══ SUPPLIED PASSAGE ══

Under a deal agreed last week, Israel will swap 1,027 prisoners - 477 of them on Tuesday - for Gilad Shalit, who was snatched during a cross-border raid launched from the Gaza Strip on June 25, 2006. He has been held by Hamas, largely incommunicado, in the salient ever since.

Implementation of the deal will get underway between midnight (2200 GMT) and dawn Tuesday. Israel Prison Service Spokeswoman Sivan Weizman said several convoys would set out to several "points of release" as soon as the Israeli military gives the green light.

One convoy, with 27 female prisoners and 10 others would leave from the Sharon prison in central Israel to a military checkpoint near the West Bank city of Ramallah. Another would set out to the checkpoint from the Ketziot prison in southern Israel.

Most, however, would be taken from there to the Israel-Egypt border crossing of Kerem Shalom, adjacent to the Gaza Strip, from where they will cross into Egypt.

═══
══ RECORDED INFORMATION ══

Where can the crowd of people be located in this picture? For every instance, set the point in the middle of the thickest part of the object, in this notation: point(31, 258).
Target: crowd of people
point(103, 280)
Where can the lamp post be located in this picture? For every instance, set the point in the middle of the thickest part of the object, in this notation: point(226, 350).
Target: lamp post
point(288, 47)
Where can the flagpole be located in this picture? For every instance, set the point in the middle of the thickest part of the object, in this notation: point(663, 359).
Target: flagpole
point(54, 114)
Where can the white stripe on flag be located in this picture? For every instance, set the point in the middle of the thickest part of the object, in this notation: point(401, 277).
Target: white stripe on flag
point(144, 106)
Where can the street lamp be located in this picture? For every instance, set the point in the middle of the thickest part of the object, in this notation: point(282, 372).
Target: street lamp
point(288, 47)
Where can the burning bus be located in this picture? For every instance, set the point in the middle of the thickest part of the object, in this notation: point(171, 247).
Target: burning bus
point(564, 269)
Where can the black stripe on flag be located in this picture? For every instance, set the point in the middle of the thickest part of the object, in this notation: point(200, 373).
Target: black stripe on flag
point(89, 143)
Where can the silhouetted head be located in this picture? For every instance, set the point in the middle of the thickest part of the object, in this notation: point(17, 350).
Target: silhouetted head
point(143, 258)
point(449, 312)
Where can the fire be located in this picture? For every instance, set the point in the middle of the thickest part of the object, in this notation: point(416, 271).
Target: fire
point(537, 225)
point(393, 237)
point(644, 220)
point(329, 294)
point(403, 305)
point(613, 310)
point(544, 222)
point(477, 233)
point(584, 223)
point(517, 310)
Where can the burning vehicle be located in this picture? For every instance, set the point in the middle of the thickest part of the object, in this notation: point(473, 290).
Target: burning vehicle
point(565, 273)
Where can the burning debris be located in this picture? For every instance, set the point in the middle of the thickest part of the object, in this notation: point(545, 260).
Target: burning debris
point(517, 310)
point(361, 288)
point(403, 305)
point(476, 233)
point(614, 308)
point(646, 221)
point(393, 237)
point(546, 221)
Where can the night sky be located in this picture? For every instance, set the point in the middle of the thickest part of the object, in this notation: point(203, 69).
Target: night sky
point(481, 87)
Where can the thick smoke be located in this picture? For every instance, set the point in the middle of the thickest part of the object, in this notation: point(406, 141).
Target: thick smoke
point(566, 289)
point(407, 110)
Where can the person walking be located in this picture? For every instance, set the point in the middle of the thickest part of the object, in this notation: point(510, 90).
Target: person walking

═══

### PROMPT 1
From the prisoner swap report, list every figure it gives for a number of prisoners, and say what each one counts.
### PROMPT 2
Carry the prisoner swap report forward from its last sentence.

### REPLY 1
- 1,027: the prisoners Israel will swap for Gilad Shalit
- 477: the prisoners to be released on Tuesday
- 27: the female prisoners in one convoy from the Sharon prison
- 10: the other prisoners in that same convoy

### REPLY 2
The actual handover is expected to take place at around 11 am, Hamas officials told Gaza media on condition of anonymity.

Israel and the Red Cross agreed that prisoners will be allowed to cross over only once Shalit has set foot on Israeli territory at Kerem Shalom. There he will undergo an initial medical and psychological examination and be given a mobile phone so he can speak to his parents.

The physical family reunification is to take place at the Tel Nof Israel Air Force base, south-east of Tel Aviv, where Shalit is to be flown by helicopter from Kerem Shalom and where he will meet his parents.

Shalit will undergo a further medical examination at Tel Nof, and, if he his healthy, he and his family will be helicoptered to their home in Mitzpe Hila, northern Israel, where they will arrive in the late afternoon or early evening.

Preparation are no less intense on the Palestinian side.

Hamas, which administers the Gaza Strip and which concluded the mediated exchange deal deal with Israel, has erected a giant podium in western Gaza City's al-Katiba park, where it plans to bus the prisoners after they cross into the strip from Egypt.

Prime Minister Ismail Haniya and members of the de facto Hamas government in Gaza, leaders of other factions, relatives and tens of thousands of onlookers are expected to welcome the prisoners here.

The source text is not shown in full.